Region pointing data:
════════════════════
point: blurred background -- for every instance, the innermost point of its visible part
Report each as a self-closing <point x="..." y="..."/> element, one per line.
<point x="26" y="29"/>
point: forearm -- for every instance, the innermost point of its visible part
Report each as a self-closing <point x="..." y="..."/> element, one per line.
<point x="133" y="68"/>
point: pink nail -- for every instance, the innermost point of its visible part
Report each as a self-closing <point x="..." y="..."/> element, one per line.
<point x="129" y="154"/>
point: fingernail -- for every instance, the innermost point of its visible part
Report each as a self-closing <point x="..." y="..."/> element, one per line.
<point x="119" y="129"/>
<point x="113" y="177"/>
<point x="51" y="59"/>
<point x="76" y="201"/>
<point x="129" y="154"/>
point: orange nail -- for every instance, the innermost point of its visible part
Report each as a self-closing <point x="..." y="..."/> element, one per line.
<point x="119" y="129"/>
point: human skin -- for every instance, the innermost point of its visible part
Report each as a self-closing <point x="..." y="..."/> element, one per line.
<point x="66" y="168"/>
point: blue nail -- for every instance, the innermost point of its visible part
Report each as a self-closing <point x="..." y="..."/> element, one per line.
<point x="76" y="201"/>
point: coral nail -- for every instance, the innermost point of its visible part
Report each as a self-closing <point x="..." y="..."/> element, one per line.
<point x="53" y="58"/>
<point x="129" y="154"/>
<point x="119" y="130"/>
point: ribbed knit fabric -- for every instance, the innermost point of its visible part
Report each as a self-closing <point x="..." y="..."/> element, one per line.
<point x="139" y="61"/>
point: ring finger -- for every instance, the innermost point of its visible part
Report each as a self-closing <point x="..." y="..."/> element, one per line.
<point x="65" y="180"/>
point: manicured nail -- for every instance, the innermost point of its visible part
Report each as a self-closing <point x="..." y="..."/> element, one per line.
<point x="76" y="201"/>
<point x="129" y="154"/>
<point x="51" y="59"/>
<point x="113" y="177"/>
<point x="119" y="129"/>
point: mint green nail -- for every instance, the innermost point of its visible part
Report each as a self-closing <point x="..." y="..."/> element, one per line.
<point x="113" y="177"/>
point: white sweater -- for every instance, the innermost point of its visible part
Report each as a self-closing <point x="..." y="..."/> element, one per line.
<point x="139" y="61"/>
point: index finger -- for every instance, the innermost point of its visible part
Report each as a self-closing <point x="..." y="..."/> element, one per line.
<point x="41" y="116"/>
════════════════════
Description of the task »
The reply should consist of all the records, repeated exactly.

Result »
point: blurred background -- for every instance, the innermost point of its visible part
Report each as a self-closing <point x="..." y="..."/> element, one per line.
<point x="26" y="29"/>
point: forearm -- for every instance, the innermost point of its visible part
Report each as a self-closing <point x="..." y="..."/> element, one per line.
<point x="133" y="68"/>
point: pink nail -- for every instance, the innermost point of its visible part
Report each as a self-closing <point x="..." y="..."/> element, one per line.
<point x="129" y="154"/>
point: fingernail -- for every instance, the innermost point of its visible part
Report each as a self-closing <point x="..." y="..."/> element, one per line.
<point x="119" y="129"/>
<point x="113" y="177"/>
<point x="51" y="59"/>
<point x="76" y="201"/>
<point x="129" y="154"/>
point: orange nail -- for every instance, the innermost point of its visible part
Report each as a self-closing <point x="..." y="..."/> element, one per line.
<point x="119" y="129"/>
point: human skin -- for every instance, the innermost point of its visible part
Report each as a self-closing <point x="..." y="..."/> element, one per line.
<point x="66" y="168"/>
point: blue nail -- for every instance, the innermost point of its visible part
Report each as a self-closing <point x="..." y="..."/> element, one per line.
<point x="76" y="201"/>
point: coral nail -- for every instance, the innermost point of its visible part
Report each as a self-closing <point x="..." y="..."/> element, one per line.
<point x="53" y="58"/>
<point x="129" y="154"/>
<point x="119" y="130"/>
point: ribbed knit fabric -- for every instance, the innermost point of its visible part
Report each as a self-closing <point x="..." y="..."/> element, one per line.
<point x="139" y="61"/>
point: ring finger -- for every instance, the innermost point of its visible part
Report each as a self-closing <point x="..." y="..."/> element, one per line.
<point x="65" y="180"/>
point: manicured nail -- for every instance, the innermost point of its visible part
Report each as a self-closing <point x="..." y="..."/> element, one per line.
<point x="76" y="201"/>
<point x="129" y="154"/>
<point x="51" y="59"/>
<point x="113" y="177"/>
<point x="119" y="129"/>
point: mint green nail -- for every instance, the innermost point of its visible part
Report each as a self-closing <point x="..." y="..."/> element, one per line.
<point x="113" y="177"/>
point: white sweater -- for every instance, the innermost point of its visible part
Report each as a self-closing <point x="..." y="..."/> element, one per line.
<point x="139" y="61"/>
point: index finger -- for every instance, the innermost point of its visible part
Report each as a self-closing <point x="..." y="..."/> element, one per line.
<point x="41" y="116"/>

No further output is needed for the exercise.